━━━━━ The data
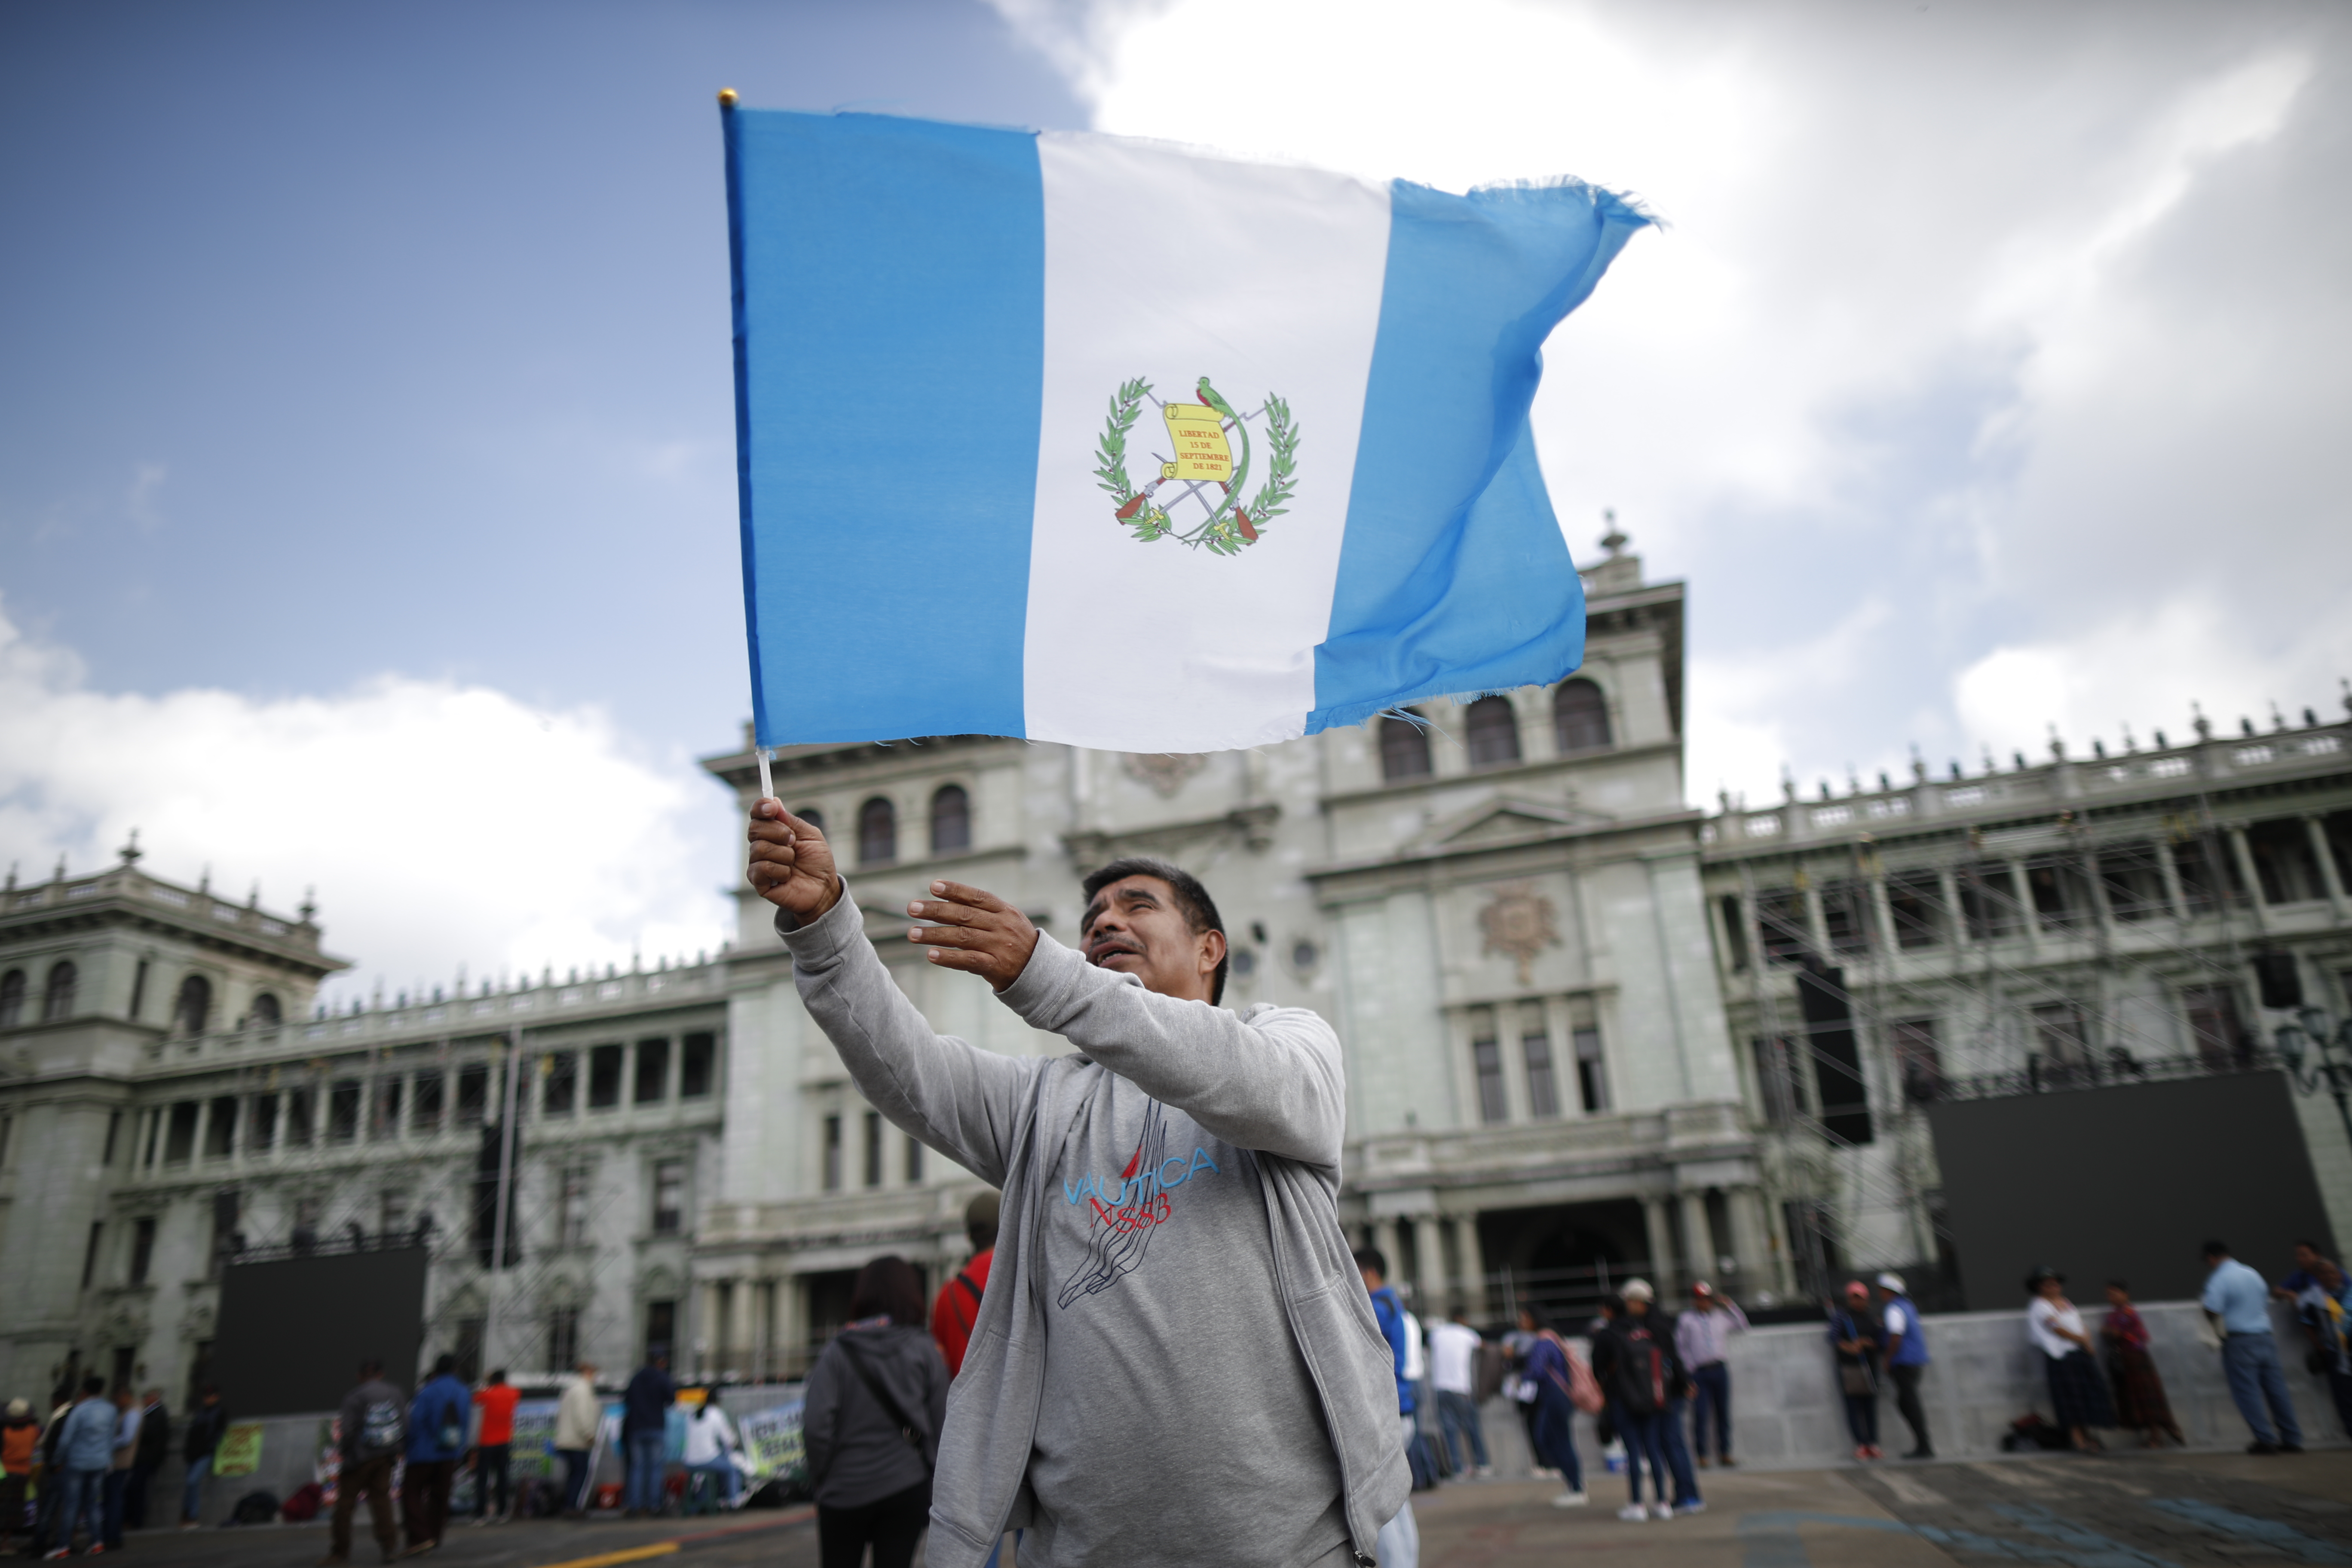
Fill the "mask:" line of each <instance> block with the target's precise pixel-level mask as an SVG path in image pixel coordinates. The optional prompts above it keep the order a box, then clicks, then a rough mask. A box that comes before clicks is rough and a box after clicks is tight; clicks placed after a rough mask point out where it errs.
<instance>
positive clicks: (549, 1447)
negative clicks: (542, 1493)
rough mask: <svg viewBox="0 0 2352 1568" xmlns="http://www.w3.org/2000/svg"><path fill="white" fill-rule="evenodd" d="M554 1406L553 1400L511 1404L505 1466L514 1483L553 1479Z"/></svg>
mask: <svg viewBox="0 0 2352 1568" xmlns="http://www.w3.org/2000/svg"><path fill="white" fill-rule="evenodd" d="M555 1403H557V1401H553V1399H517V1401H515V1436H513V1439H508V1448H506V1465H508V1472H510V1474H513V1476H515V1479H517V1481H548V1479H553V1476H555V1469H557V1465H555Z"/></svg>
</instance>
━━━━━━━━━━
> [Instructions for the task]: Copy out every line above without change, dropping the pictures.

> [Your response]:
Fill the "mask:" line of each <instance> block with the target's precise pixel-level mask as an SVG path in image pixel coordinates. The optional prompts above it keep the order a box, then clicks, then a rough mask. A box that comes before clicks is rough and a box after clicks is tight; clicks placed after a rough mask point out where it errs.
<instance>
positive clicks: (549, 1447)
negative clicks: (542, 1493)
rough mask: <svg viewBox="0 0 2352 1568" xmlns="http://www.w3.org/2000/svg"><path fill="white" fill-rule="evenodd" d="M554 1406L553 1400L511 1404L505 1466L514 1483L553 1479Z"/></svg>
mask: <svg viewBox="0 0 2352 1568" xmlns="http://www.w3.org/2000/svg"><path fill="white" fill-rule="evenodd" d="M555 1403H557V1401H553V1399H517V1401H515V1436H513V1439H508V1448H506V1465H508V1472H510V1474H513V1476H515V1479H517V1481H548V1479H553V1476H555V1469H557V1465H555Z"/></svg>
</instance>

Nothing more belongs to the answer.